# Extracted entries:
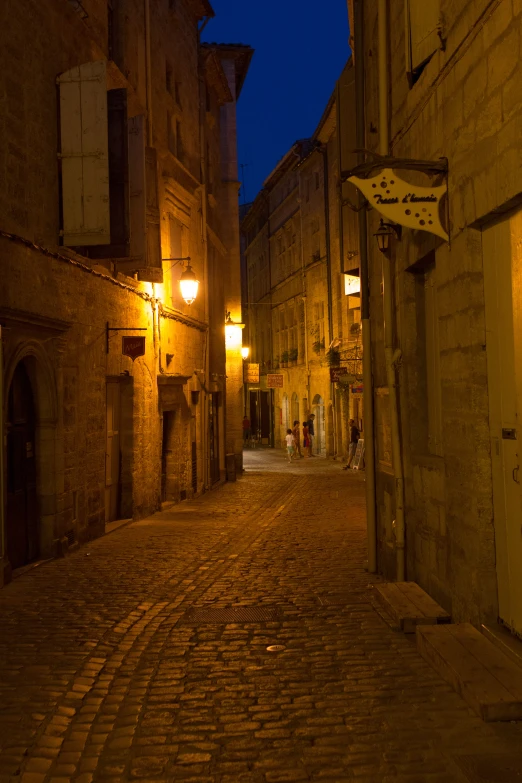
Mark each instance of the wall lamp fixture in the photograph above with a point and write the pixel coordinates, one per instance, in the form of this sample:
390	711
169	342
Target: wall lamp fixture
384	232
188	281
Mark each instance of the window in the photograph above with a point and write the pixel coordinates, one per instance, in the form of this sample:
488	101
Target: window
85	155
171	134
428	428
179	145
423	35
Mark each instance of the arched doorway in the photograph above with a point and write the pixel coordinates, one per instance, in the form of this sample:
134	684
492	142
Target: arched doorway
330	432
319	443
22	527
285	413
295	408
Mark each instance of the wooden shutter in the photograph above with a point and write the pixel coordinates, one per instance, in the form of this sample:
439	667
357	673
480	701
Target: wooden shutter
153	271
85	155
137	187
422	32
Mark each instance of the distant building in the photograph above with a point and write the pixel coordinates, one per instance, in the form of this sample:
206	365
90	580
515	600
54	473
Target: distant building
120	175
300	321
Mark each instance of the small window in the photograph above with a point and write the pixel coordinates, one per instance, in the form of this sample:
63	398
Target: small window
423	35
171	134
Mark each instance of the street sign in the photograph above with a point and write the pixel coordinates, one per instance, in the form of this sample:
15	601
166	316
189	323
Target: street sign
274	381
337	372
133	347
251	373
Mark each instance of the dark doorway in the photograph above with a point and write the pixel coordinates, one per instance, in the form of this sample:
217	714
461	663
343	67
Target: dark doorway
112	452
22	532
213	427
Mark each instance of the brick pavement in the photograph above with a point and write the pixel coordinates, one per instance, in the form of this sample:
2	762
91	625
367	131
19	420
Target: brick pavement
103	679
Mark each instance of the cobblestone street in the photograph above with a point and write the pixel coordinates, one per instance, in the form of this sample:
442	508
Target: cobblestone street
106	673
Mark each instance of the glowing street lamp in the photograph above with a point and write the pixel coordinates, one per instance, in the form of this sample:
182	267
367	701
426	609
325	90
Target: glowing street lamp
188	284
188	281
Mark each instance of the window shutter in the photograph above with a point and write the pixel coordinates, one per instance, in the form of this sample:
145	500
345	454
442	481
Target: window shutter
137	187
85	155
422	32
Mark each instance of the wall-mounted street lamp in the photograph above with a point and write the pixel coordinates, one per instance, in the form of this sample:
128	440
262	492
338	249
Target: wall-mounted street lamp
383	234
233	333
188	281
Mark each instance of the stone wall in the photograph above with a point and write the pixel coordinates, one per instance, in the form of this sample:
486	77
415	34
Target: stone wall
466	107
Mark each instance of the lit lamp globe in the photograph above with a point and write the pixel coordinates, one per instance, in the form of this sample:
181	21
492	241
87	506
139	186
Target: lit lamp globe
188	284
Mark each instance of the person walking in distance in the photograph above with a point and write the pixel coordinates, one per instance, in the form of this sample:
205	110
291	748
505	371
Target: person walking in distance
354	438
311	433
296	432
246	428
290	443
306	438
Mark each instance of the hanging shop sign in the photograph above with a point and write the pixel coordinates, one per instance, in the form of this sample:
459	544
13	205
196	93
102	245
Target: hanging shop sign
133	347
337	372
413	206
274	381
251	373
352	285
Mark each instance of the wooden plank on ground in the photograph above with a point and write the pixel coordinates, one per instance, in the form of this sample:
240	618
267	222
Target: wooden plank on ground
446	648
409	605
494	660
423	601
397	604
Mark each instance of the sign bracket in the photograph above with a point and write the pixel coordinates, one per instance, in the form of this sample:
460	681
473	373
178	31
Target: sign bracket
109	329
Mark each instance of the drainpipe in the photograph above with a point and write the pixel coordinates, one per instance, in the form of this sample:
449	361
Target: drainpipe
390	356
369	439
148	69
324	152
3	553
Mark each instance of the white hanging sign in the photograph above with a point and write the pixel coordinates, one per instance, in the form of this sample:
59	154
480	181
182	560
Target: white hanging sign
413	206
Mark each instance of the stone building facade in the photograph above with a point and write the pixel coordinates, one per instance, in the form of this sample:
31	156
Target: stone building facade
453	93
118	147
299	319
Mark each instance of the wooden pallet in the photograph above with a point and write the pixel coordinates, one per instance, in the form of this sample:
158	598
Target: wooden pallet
489	681
409	605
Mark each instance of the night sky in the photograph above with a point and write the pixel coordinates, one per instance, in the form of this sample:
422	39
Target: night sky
300	50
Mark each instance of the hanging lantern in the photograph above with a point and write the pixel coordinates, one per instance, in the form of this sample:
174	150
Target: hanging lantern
188	284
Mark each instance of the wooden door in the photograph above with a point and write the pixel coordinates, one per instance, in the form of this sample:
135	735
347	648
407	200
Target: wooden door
22	529
112	452
213	424
502	254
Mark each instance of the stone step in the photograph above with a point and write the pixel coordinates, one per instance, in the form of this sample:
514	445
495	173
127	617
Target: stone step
409	605
489	681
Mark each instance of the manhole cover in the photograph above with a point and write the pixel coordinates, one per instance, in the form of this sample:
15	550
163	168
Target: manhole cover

# Required action:
The response must give every line from the material above that holds the string "manhole".

# Response for this exercise:
Mark each instance of the manhole cover in the photograph above with a point and write the pixel coordinates, one per instance, in the form of this sample:
Target: manhole cover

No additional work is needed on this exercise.